[begin PASSAGE TO READ]

Since the start of IBM’s transition towards a Globally Integrated Enterprise (GIE) operating model in 2002, a focus on business processes – as a way to both understand how to make productivity improvements, and also as a way to manage the business going forward – has been central to IBM’s approach. In the years since 2010, though, IBM has placed much more explicit emphasis on the use of BPM and BPM technology to drive its ongoing transformation.
Implementation characteristics and status
Borrowing from its Smarter Planet initiative (which is founded on taking advantage of environments that are increasingly instrumented, intelligent and interconnected), internally IBM is now embarking on a ‘smarter transformation’ phase within its Enterprise Transformation program. ‘Smarter transformation’ projects use IBM’s BPM technologies to make IBM’s own business processes instrumented, intelligent and interconnected – and through this, aim to deliver what IBM refers to as ‘radical simplification’ of those processes. Radical simplification, for IBM, is defined as process change that delivers at least a 50% improvement regarding one or more of the following outcomes: radical reductions in elapsed cycle time, costs per transaction, and process handoffs.
As part of its Enterprise Transformation program IBM has addressed dozens of opportunities with BPM technology across 15 end-to-end process areas – including within opportunity-to-order, order-to-cash, financial management and IT management. Each of the 15 process areas has a ‘smarter process’ roadmap as part of achieving IBM’s 2015 objectives. These roadmaps include 163 individual initiatives.
This most recent phase of IBM’s Enterprise Transformation program builds on two previous multi-year phases of work. The first phase, which ran from 2002 to 2005, first revolved around construction of a consensus within IBM regarding transformation goals and priorities through tools such as online ‘jams’.
It then moved to a phase of high-level process architecture work that standardised on one common enterprise process framework, and also involved the initial creation of IBM’s transformation governance and performance measurement disciplines (see Governance below for more detail). The second phase, which ran from 2006 to 2009, focused on the formalisation of the GIE operating model and the creation of a number of shared services centres in various geographic locations. Initial work to integrate and centralise support functions from across IBM, relocating them according to where the right skills could be provided at the right cost, was also carried out.
Initial improvement projects were heavily focused on end-to-end automation of relatively static, standardised processes. But as IBM’s process needs and process technologies have matured it has expanded its implementation approach to include the use of workflow and business rules technologies to drive more flexible and adaptive processes.

[end PASSAGE TO READ]
[begin MATERIAL]

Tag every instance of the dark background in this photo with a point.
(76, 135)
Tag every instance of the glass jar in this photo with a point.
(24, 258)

[end MATERIAL]

**WHAT YOU WILL DO:**
• a. Summarize the IBM transformation text in two sentences.
• b. Reproduce the IBM transformation text between "As part of its" and "163 individual initiatives.", inclusive.

**EXPECTED OUTPUTS:**
• a. IBM has centered its approach on business processes since it began moving to a Globally Integrated Enterprise operating model in 2002. Since 2010 it has stressed BPM technology, now in a "smarter transformation" phase that seeks radical simplification (at least a 50% improvement in cycle time, cost per transaction, or process handoffs) and that builds on a 2002–2005 phase of consensus building and process architecture and a 2006–2009 phase that formalized the operating model and created shared services centers.

• b.
As part of its Enterprise Transformation program IBM has addressed dozens of opportunities with BPM technology across 15 end-to-end process areas – including within opportunity-to-order, order-to-cash, financial management and IT management. Each of the 15 process areas has a ‘smarter process’ roadmap as part of achieving IBM’s 2015 objectives. These roadmaps include 163 individual initiatives.